[Referring expression pointing data]

────────────────

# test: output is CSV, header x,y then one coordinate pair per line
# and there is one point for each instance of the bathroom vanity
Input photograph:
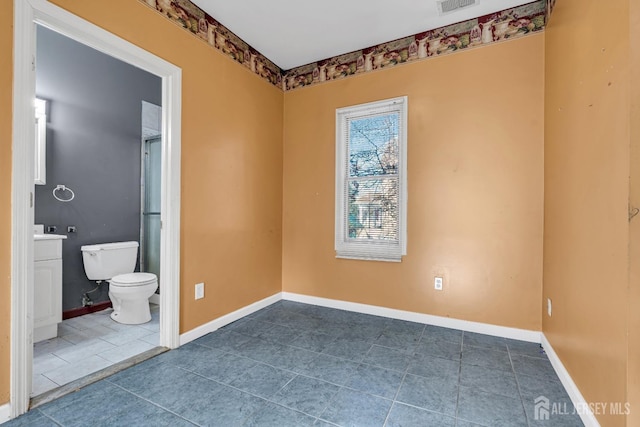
x,y
47,286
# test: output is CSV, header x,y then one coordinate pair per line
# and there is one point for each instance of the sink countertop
x,y
49,236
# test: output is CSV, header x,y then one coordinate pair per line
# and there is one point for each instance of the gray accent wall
x,y
94,131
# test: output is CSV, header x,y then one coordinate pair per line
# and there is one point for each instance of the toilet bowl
x,y
129,294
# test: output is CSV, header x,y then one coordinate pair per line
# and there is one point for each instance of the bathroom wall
x,y
587,158
231,173
475,181
94,131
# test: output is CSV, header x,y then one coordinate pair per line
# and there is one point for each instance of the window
x,y
371,153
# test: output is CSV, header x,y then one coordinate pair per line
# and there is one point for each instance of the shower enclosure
x,y
150,218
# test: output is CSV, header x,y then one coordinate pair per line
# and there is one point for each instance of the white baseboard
x,y
584,410
5,413
447,322
228,318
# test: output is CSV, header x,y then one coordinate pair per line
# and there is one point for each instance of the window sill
x,y
368,257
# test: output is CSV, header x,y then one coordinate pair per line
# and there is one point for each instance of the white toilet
x,y
129,292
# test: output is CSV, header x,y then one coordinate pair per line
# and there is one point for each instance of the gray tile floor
x,y
87,344
296,365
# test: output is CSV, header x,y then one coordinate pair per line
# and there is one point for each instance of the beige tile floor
x,y
87,344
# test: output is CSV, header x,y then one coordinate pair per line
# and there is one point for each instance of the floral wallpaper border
x,y
202,25
504,25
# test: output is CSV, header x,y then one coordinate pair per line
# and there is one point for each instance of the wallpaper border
x,y
508,24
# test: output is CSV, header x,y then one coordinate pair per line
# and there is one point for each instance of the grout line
x,y
513,369
152,402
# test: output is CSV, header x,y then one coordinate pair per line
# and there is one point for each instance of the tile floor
x,y
88,344
299,365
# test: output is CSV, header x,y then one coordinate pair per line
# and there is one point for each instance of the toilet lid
x,y
133,279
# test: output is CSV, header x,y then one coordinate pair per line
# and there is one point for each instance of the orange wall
x,y
475,180
231,167
6,90
586,193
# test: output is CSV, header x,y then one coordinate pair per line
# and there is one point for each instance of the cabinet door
x,y
47,289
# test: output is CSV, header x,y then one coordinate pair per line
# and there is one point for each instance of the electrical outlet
x,y
199,290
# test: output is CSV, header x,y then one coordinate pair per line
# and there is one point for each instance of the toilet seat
x,y
130,280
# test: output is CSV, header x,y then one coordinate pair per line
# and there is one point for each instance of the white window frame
x,y
372,250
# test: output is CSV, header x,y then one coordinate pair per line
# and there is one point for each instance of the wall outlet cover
x,y
199,290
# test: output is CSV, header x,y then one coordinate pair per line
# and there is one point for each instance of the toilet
x,y
129,292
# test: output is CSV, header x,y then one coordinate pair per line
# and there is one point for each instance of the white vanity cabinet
x,y
47,286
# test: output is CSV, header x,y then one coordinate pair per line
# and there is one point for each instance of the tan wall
x,y
6,90
586,192
633,357
475,177
231,167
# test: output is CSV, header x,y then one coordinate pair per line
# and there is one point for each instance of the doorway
x,y
26,15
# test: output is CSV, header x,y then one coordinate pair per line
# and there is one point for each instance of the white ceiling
x,y
292,33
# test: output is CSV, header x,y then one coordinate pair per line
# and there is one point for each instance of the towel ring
x,y
63,188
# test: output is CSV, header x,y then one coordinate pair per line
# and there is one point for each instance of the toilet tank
x,y
106,260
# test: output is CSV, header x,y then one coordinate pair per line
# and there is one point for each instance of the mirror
x,y
40,172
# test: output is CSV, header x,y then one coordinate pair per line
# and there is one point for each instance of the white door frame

────────────────

Problem description
Omit the pictures; set down each record exactly.

Result for this exercise
# test: output is CSV, header x,y then one coordinate pair per line
# and there is one point for each instance of the bathroom vanity
Input photograph:
x,y
47,286
# test: output is CSV, header x,y then one coordinate pair per line
# and there is one point for each instance of the sink countertop
x,y
49,236
# test: output is CSV, header x,y then one coordinate pair per line
# and there is one point for each instance of the gray accent wall
x,y
94,131
# test: output is CSV, header x,y then one coordinate pair per line
# and there is one point for each instance of the toilet bowl
x,y
129,294
# test: output is CSV, header x,y then one coordinate pair per line
# and there is one point for each instance of the bathroom wall
x,y
587,158
231,173
475,181
94,131
# test: output is CSV, header x,y then one coordinate pair per line
# and there is one point for each instance of the window
x,y
371,153
# test: output is CSV, header x,y then one coordinate pair per line
# and there is one point for each instance of the shower enclosure
x,y
150,218
# test: output is CSV, header x,y then one coordinate pair per line
# and there is one point for each instance of the white baseboard
x,y
584,410
5,413
447,322
228,318
# test: output is CSV, header x,y then one coordinate pair per line
# and there is one point for each instance of the window sill
x,y
368,257
# test: output is CSV, header x,y then one coordinate pair per line
# and there is one point for each instance of the white toilet
x,y
129,292
# test: output is CSV, header x,y then one coordinate pair per line
# and there is one point for each instance of the gray tile floor
x,y
87,344
296,365
# test: output is CSV, header x,y then one coordinate pair per line
# and there is one point for each instance of the beige tile floor
x,y
87,344
# test: output is CSV, header x,y then one coordinate pair per line
# and there is one point for each instance of the floral wallpaper border
x,y
202,25
504,25
# test: output is CSV, header x,y then one coordinate pair per line
# and there is one point for each instance of the wallpaper border
x,y
508,24
# test: output is CSV, header x,y then one coordinate pair per line
# and there is one point for each instance of the grout line
x,y
513,369
152,402
# test: output is CSV, header x,y then one coordinate pair per line
# and there is one point for each instance of the tile floor
x,y
88,344
299,365
# test: output is CSV, header x,y then one coordinate pair per line
# and there is one point for each instance of the toilet lid
x,y
133,279
# test: output is CSV, header x,y then one coordinate pair per line
# and there is one point for each instance of the orange wall
x,y
475,180
231,167
6,90
586,193
# test: output is CSV, header x,y then one coordinate pair per line
# and there is one point for each instance of the cabinet door
x,y
47,289
# test: output is CSV, header x,y then one coordinate pair per line
# and there is one point for each instance of the electrical outlet
x,y
199,290
# test: output is CSV, header x,y then one coordinate pair per line
# and there is one point for each instance of the toilet seat
x,y
130,280
# test: output is CSV, header x,y then one coordinate pair per line
# and there is one point for each instance of the white window frame
x,y
372,250
# test: output is CSV, header x,y then one coordinate pair per line
# and there is one point for each instance of the wall outlet cover
x,y
199,290
# test: output is CSV, header x,y then one coordinate pair per line
# and there is one point for each instance of the toilet
x,y
129,292
# test: output is CSV, header x,y then one coordinate pair per line
# and there is one point for each instance of the white vanity cabinet
x,y
47,286
# test: output is CSV, header x,y then one coordinate pair per line
# and there is one point for each instance of the tan wall
x,y
6,90
586,192
633,357
475,177
231,167
# test: output is CSV, header x,y then one coordinate pair per line
# and there is one point for each instance of the doorway
x,y
26,15
# test: output is CSV, header x,y then one coordinate pair per line
# and there is one point for each instance of the white ceiling
x,y
292,33
# test: output is CSV, header x,y then one coordinate pair per line
# and there is one point for each instance of the towel ring
x,y
63,188
# test: output is CSV, header x,y then one coordinate pair per line
# and there is one point for each instance of the toilet tank
x,y
106,260
# test: output is CSV, header x,y then one coordinate pair per line
# and there is one point for each instance of the mirror
x,y
40,172
# test: output is CSV, header x,y then one coordinate pair per line
# and there is one point for each instance of the white door frame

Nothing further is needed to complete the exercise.